Stated problem 1 →
Find each line of the records that contains the word "submerged", and copy those lines.

How data is partitioned?

Hi,

I’m looking into how to organize my data to be used by an application.

https://github.com/solid/node-solid-server uses the file-system, making it simple to use because we all understand folder hierarchies; also we can define permissions, etc to them.

My question is:
Is the folder structure the primary way to partition data in a pod?

I guess that people will organize data differently as it happens in the Desktop. How applications maintain consistency?

What do you mean with that? Most people still use a folder structure on their desktop, no?

I mean that different people organize things at distinct locations with distinct names

I was referring to partitions as the datasets to which one defines permissions, policies etc. Perhaps a better name is container.

Related to how people may want to organise their data is how they explore and retrieve it. I put forward some thoughts here which might be of interest:

1 Like

Hi, I agree with those thoughts, in the real world people organize things in a myriad of ways, far beyond the file structure. I’m wondering what the basic unit that groups resources logically is.

How we define things like ‘music that Alice and Bob like’ to put those in an application (and add permissions etc.)

… what are those? Folders? Collections? Containers? Views? resource-spaces?

A user/developer can define them as files, path patterns or queries in a language the user/developer knows.

just wondering :slight_smile:

2 Likes

Containers , Containers, Containers. It’s the Containers. The spec is very clear that the logical relationship of containment is an organizational principle of Solid unrelated to how it is implemented (file system, database, whatever).

1 Like

In Solid, when you place X inside Y, you are not putting a file in a folder or a row in a database, you are adding a triple <Y> ldp:contains <X>.

2 Likes

Direct and Indirect containment are not supported. There aren’t any immediate plans to do so at this time. Per the Solid Protocol - Storage:

Solid has the notion of containers to represent a collection of linked resources to help with resource discovery and lifecycle management.

There is a 1-1 correspondence between containment triples and relative reference within the path name hierarchy. [Source]. It follows that all resources are discoverable from a container and that it is not possible to create orphan resources. [Source]

The representation and behaviour of containers in Solid corresponds to LDP Basic Container and MUST be supported.

Probably worth adding that containers provide limited semantic information about their content, so e.g. contacts should be stored in an address book, not just in a container. While a human can guess that the contacts form an address book, a computer cannot/should not.

For similar reasons, data discovery should be by registration not by selecting a container in which the human knows the data is stored.
The role of containers is really just for logical separation, not to express semantic relationships.

2 Likes

Absolutely right. It’s worth noting that aside from server-managed containment triples, a container is just another RDF resource, which can house that semantic information.

Regarding a pattern for how data is partitioned / stored - that’s exactly what we’re working to standardize in the Interoperability Panel - specifically under the Solid Application Interoperability, and Shape Trees work tracks.

2 Likes

Excellent points @josephguillaume. I’d like to elaborate on your statement “containers provide limited semantic information about their content” because that fact is a key sticking point in how new users transition into Solid.

On my home computer, I have a folder labeled “Music” and, in that, a hierarchy of “World Music”, “African Music”, “Afrobeat”, “Fela Kuti” and, within that, files that end in extensions .ogg, .mp3, etc. While not everyone is as obsessive as I am, something like this is the way most people relate to their personal computers.

As, @justin points out above, "There is a 1-1 correspondence between containment triples and relative reference within the path name hierarchy. "

So if containers correspond to path hierarchies, why can’t I just slap my folder structure from my home computer onto my pod and call it quits? Well, I can. Pods will let me treat them that way. I’m done, right? Terms like “Music” and “African Music” appear semantic to me. So I’m living the Solid life, cool!

But the labels I put on the containers have no meaning to software. Software can’t guess from the label that “Afrobeat” is a kind of “African Music”. It can’t even tell from the .ogg and .mp3 extensions that the files contain music - they might be voice recordings. And what happens if I want a list of other saxophone players or musicians from Nigeria?

That’s the real Solid life - being able to tell the software that Afrobeat is a kind of African music and that Fela Kuti is an Afrobeat musician, a person, a Nigerian, a strong advocate of African autonomy, and a saxophone player and that those particular .ogg and .mp3 files contain his music.

3 Likes

Data for the task →

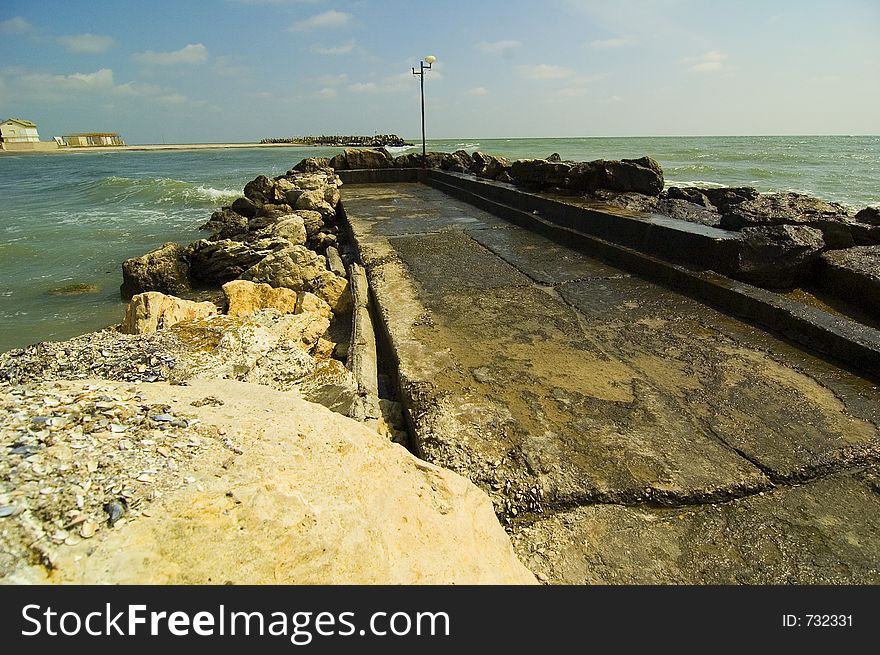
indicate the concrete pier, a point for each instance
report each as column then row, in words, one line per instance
column 626, row 432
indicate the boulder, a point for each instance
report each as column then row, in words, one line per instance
column 540, row 173
column 791, row 208
column 853, row 275
column 217, row 262
column 331, row 385
column 151, row 311
column 869, row 215
column 339, row 162
column 245, row 207
column 314, row 201
column 260, row 190
column 367, row 158
column 294, row 267
column 165, row 269
column 693, row 195
column 489, row 166
column 685, row 210
column 642, row 175
column 226, row 224
column 309, row 303
column 333, row 290
column 778, row 256
column 726, row 197
column 457, row 162
column 311, row 165
column 320, row 499
column 245, row 297
column 291, row 228
column 313, row 222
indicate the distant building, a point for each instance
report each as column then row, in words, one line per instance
column 91, row 139
column 17, row 130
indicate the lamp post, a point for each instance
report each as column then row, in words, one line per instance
column 424, row 66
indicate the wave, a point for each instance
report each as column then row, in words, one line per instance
column 156, row 190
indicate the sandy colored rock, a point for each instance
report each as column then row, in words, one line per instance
column 310, row 498
column 151, row 311
column 334, row 291
column 247, row 297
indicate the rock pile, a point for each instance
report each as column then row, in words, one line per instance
column 782, row 235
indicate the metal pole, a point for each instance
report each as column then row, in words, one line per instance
column 422, row 84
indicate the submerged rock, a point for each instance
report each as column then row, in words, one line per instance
column 165, row 269
column 778, row 256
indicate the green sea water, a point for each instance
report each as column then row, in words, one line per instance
column 69, row 220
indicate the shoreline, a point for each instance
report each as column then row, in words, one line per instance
column 154, row 146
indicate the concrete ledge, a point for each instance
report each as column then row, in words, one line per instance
column 645, row 246
column 379, row 175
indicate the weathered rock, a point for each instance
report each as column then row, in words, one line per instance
column 831, row 219
column 309, row 303
column 356, row 158
column 245, row 297
column 685, row 210
column 693, row 195
column 636, row 202
column 311, row 165
column 227, row 224
column 539, row 173
column 151, row 311
column 778, row 256
column 642, row 175
column 331, row 385
column 294, row 267
column 312, row 220
column 333, row 290
column 245, row 207
column 853, row 275
column 314, row 201
column 489, row 166
column 217, row 262
column 339, row 162
column 869, row 215
column 293, row 510
column 290, row 227
column 457, row 162
column 165, row 269
column 725, row 197
column 260, row 190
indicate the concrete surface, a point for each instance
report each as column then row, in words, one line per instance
column 594, row 406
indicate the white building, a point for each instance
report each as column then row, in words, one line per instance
column 16, row 130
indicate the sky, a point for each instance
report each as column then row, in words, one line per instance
column 207, row 71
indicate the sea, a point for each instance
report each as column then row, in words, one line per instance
column 69, row 220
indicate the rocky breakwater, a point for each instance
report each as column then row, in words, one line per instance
column 785, row 239
column 181, row 446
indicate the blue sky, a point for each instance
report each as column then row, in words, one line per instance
column 240, row 70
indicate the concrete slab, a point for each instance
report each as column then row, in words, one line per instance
column 827, row 532
column 564, row 385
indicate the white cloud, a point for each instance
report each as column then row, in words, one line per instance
column 544, row 72
column 503, row 48
column 333, row 80
column 15, row 25
column 709, row 62
column 86, row 43
column 194, row 53
column 341, row 49
column 604, row 44
column 329, row 19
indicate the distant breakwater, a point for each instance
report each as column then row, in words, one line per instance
column 336, row 140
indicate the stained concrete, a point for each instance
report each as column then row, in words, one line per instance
column 586, row 400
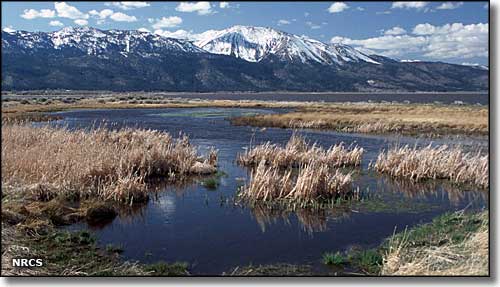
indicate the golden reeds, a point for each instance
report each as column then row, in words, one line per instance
column 315, row 182
column 441, row 162
column 467, row 257
column 298, row 152
column 98, row 163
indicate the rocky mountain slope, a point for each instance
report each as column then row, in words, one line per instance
column 239, row 58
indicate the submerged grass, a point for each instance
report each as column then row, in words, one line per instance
column 408, row 119
column 105, row 164
column 441, row 162
column 71, row 254
column 298, row 152
column 315, row 182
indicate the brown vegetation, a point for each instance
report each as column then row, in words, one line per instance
column 298, row 152
column 444, row 253
column 409, row 119
column 431, row 162
column 110, row 165
column 315, row 182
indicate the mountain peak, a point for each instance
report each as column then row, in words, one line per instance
column 255, row 44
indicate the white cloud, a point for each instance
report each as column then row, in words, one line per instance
column 337, row 7
column 283, row 22
column 202, row 7
column 56, row 23
column 128, row 5
column 179, row 34
column 67, row 11
column 395, row 31
column 81, row 22
column 449, row 5
column 409, row 5
column 121, row 17
column 165, row 22
column 312, row 25
column 103, row 14
column 9, row 29
column 436, row 42
column 32, row 14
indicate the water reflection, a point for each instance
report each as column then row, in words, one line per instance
column 310, row 220
column 428, row 190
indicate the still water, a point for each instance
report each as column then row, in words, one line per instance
column 206, row 229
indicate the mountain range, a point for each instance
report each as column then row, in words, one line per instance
column 240, row 58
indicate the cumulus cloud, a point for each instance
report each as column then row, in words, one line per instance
column 337, row 7
column 165, row 22
column 32, row 14
column 179, row 34
column 202, row 8
column 121, row 17
column 9, row 29
column 395, row 31
column 313, row 26
column 128, row 5
column 81, row 22
column 103, row 14
column 408, row 5
column 67, row 11
column 283, row 22
column 449, row 5
column 436, row 42
column 56, row 23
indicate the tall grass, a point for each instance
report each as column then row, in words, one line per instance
column 98, row 163
column 298, row 152
column 441, row 162
column 315, row 182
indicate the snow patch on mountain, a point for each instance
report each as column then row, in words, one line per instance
column 254, row 44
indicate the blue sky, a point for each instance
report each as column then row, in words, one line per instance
column 439, row 31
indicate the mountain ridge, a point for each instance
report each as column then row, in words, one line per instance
column 90, row 58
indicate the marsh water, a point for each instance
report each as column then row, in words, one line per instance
column 205, row 228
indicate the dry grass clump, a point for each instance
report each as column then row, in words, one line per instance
column 467, row 257
column 411, row 119
column 315, row 182
column 99, row 163
column 431, row 162
column 298, row 152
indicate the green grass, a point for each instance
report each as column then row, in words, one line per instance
column 444, row 229
column 167, row 269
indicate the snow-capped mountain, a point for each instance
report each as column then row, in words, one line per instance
column 257, row 43
column 240, row 58
column 97, row 42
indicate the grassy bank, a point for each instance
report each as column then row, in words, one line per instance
column 441, row 162
column 407, row 119
column 109, row 165
column 453, row 244
column 72, row 254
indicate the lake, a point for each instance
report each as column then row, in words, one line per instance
column 205, row 228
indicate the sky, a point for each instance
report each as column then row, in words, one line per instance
column 455, row 32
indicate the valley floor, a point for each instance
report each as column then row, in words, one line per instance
column 362, row 117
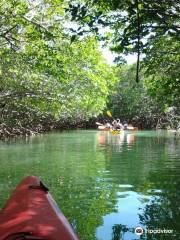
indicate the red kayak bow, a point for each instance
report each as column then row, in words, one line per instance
column 31, row 213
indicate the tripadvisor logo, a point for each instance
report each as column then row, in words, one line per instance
column 139, row 231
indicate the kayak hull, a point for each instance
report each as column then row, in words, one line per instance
column 31, row 210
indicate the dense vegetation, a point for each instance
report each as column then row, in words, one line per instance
column 51, row 76
column 46, row 80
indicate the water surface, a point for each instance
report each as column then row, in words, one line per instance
column 105, row 184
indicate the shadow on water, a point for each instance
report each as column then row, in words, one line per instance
column 105, row 184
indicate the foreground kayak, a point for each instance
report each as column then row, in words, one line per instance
column 31, row 213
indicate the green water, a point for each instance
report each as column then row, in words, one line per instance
column 105, row 184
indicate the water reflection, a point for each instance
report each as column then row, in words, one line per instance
column 105, row 184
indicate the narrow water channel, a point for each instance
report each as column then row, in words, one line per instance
column 106, row 185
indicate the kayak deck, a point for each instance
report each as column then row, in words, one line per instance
column 32, row 211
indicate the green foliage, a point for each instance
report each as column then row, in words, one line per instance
column 162, row 65
column 132, row 103
column 131, row 23
column 43, row 75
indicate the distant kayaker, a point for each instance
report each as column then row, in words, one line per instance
column 107, row 124
column 117, row 124
column 120, row 125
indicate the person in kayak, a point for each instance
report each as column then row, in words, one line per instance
column 117, row 125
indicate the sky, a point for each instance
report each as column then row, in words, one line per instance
column 109, row 56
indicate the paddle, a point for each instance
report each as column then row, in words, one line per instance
column 109, row 114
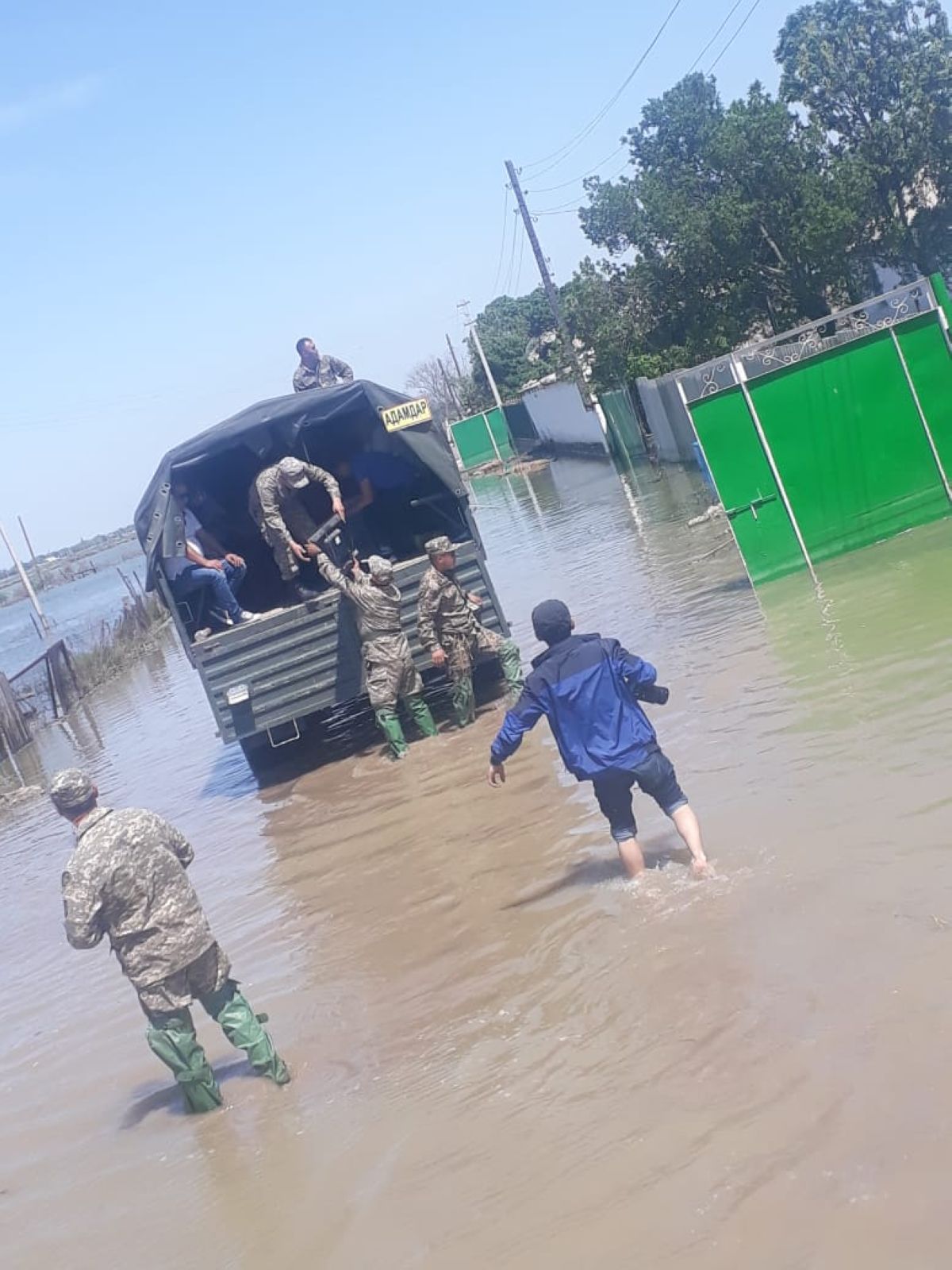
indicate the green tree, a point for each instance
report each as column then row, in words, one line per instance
column 518, row 341
column 739, row 220
column 876, row 75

Stated problem 2 →
In the forum thread about partitioning data in Solid, which LDP container type do Solid containers correspond to?

Expected output 1 →
indicate the submerged rock, a point for each instance
indicate the submerged grass, a point for each instance

Expected output 2 →
LDP Basic Container